Because the material must be preserved as it stands, copy every line exactly.
-------------------------
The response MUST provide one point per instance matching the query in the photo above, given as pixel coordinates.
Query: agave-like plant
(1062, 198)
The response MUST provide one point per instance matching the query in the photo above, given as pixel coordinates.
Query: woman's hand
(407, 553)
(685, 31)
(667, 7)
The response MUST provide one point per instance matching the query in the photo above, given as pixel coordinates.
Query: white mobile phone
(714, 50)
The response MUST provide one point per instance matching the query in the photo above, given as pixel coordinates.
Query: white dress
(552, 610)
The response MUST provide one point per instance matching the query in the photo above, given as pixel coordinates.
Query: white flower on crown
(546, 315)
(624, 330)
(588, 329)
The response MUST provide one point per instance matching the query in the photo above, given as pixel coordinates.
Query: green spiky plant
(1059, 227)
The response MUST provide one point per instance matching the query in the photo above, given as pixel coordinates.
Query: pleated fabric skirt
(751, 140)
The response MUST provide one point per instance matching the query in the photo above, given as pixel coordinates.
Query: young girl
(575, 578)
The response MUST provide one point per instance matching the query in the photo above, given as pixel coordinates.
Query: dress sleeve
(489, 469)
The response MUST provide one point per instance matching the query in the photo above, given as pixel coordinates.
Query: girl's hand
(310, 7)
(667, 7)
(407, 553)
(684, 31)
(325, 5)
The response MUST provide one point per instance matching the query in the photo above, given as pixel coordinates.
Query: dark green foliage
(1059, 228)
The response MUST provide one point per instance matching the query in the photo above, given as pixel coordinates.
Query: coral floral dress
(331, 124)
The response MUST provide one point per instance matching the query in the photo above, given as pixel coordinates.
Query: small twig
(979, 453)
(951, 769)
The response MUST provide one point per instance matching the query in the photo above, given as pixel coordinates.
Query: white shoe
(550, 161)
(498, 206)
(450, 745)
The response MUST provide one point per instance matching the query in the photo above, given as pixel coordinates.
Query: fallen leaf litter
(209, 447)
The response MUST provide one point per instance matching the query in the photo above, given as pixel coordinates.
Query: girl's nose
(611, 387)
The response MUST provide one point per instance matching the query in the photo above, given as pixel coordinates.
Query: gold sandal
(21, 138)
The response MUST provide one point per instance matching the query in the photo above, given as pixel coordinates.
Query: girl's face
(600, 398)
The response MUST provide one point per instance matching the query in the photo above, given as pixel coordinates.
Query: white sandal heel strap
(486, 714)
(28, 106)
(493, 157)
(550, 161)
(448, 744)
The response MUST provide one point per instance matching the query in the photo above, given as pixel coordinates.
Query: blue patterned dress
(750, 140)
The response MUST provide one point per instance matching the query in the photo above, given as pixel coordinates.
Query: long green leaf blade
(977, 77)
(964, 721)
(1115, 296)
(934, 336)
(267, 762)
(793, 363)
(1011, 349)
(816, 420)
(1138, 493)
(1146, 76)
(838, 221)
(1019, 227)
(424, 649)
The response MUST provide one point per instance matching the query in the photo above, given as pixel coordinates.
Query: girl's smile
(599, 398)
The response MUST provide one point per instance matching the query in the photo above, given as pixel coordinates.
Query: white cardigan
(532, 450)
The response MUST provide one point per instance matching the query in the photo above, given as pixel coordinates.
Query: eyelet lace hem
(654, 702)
-------------------------
*WRITTEN SOLUTION*.
The response MUST provide one point per instance matching the query in the photo above, given as pixel coordinates.
Query: agave-like plant
(1062, 198)
The response MUST provide one point per instance matching the query in the photo above, given as pixel coordinates.
Query: woman's hand
(407, 553)
(685, 31)
(667, 7)
The response MUST provide one point per instance matching the query in the photo above, given as pixel coordinates.
Query: white mobile phone
(714, 50)
The response MUST provide one point per instance matching the query in the photo above, given as pixel coordinates.
Query: white dress
(552, 610)
The response MUST provide one point per instance matching the query in the photo above, given as pixel coordinates.
Query: white flower on crown
(546, 315)
(624, 330)
(588, 329)
The response MUST provide one point per instance matching the query in the photo above, given as pixel coordinates.
Query: green spiky plant
(1059, 227)
The response MUST provide one point per instance matching the query in the photo above, given as pixel coordinates.
Query: pleated fabric skirt
(751, 140)
The response MUST provide one point per instance matching the query in the photo above, given as pixel coordinates.
Query: young girl
(575, 578)
The response MUST provide one point per instance matching the query in the photo above, given as pixel coordinates.
Query: dress sleeve
(489, 469)
The response MUST provide one point per instance matching the query in the photo above, given as pixel coordinates.
Query: girl's hand
(310, 7)
(667, 7)
(407, 553)
(684, 31)
(325, 5)
The response MUST provide one point per instance matching the query in the photo above, given as pixel coordinates.
Query: dark green foliage
(1059, 228)
The response MUST provide one point per instance matching the query in the photo above, given as pixel coordinates.
Query: coral floral dress
(331, 124)
The response MUST provide one point per instance matching the query in the photo above, given as pixel coordinates.
Query: small twig
(979, 453)
(951, 769)
The response MUST provide one point per instance matching the query in the photo above, given as pixel coordinates.
Query: white shoe
(550, 161)
(498, 206)
(450, 745)
The response MUST provide one point per instance matching the query in the photo above, given as pixel coordinates.
Query: fallen leaf litter
(209, 447)
The response MUST provide one point per instance matching the query in the photo above, given as pixel coordinates.
Query: girl's nose
(611, 387)
The response MUST provide one point per instance matching the query in the photo above, given as pixel coordinates.
Query: gold sandal
(21, 138)
The response MUST provide one point per instance matching the query in the photo above, given as pixel coordinates.
Query: girl's face
(600, 398)
The response MUST provide one point per instance matching the query in the photo above, given as pixel coordinates.
Query: white sandal heel strap
(486, 714)
(28, 106)
(493, 157)
(550, 161)
(448, 744)
The response MUST provide one point per instance matching the query in the photo above, given as pixel coordinates.
Query: blue patterned dress
(750, 140)
The response MUST provide one point per instance matching the query in the photo above, given as pixel coordinates.
Query: long green leaf blade
(977, 77)
(964, 721)
(1115, 296)
(934, 336)
(267, 762)
(793, 363)
(1011, 349)
(816, 420)
(1138, 493)
(1146, 76)
(838, 221)
(1019, 227)
(424, 649)
The response MUST provide one point per instance matching the query in the photo above, given as pixel coordinates.
Query: girl's smile
(599, 398)
The response MUST provide one point per instance matching the query in the photo above, given as pixel coordinates.
Query: white cardigan
(532, 450)
The response MUST provide one point per instance matching the query in the photo above, given as pixel coordinates.
Query: eyelet lace hem
(654, 702)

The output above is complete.